[DATA SHOWN]
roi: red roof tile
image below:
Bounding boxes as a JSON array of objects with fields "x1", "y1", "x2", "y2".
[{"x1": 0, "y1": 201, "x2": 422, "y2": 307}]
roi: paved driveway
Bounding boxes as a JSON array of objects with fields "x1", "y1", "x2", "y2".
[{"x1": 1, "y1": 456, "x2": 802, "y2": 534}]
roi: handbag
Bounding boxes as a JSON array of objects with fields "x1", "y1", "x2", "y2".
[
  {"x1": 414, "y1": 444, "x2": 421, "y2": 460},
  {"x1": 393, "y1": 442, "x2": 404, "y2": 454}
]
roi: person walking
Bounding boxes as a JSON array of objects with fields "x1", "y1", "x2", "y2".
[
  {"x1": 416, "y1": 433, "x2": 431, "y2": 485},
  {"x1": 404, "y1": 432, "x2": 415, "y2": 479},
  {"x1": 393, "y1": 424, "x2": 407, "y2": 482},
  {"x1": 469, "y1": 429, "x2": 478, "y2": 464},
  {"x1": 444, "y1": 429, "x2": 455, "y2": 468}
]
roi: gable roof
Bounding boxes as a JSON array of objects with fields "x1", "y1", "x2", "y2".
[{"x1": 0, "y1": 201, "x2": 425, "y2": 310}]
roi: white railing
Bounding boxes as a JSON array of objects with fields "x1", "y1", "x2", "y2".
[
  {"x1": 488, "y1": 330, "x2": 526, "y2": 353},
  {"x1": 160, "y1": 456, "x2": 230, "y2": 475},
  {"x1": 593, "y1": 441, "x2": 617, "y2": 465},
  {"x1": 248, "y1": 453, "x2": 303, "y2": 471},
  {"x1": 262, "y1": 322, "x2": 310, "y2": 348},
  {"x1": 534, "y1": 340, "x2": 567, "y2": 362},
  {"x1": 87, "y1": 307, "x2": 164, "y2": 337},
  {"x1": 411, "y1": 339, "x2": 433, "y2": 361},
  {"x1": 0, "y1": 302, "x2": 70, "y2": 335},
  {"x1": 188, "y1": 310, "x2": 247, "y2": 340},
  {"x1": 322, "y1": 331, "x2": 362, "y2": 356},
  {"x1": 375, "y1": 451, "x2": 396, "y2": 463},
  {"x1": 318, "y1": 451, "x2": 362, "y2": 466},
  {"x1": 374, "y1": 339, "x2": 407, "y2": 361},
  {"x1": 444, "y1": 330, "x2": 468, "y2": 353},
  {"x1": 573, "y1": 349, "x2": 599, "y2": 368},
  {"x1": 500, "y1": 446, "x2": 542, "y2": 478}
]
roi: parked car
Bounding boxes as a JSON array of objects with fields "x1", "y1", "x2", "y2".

---

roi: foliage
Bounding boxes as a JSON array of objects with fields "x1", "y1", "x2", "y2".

[WORK INSTRUCTIONS]
I'd like the lines above from the one with "roi: handbag" up to and including the one with "roi: person walking" copied exactly, with no other lines.

[WRITTEN ANSWER]
roi: handbag
Bounding boxes as a JSON array of objects with fields "x1", "y1", "x2", "y2".
[
  {"x1": 414, "y1": 444, "x2": 421, "y2": 460},
  {"x1": 393, "y1": 442, "x2": 404, "y2": 454}
]
roi: person walking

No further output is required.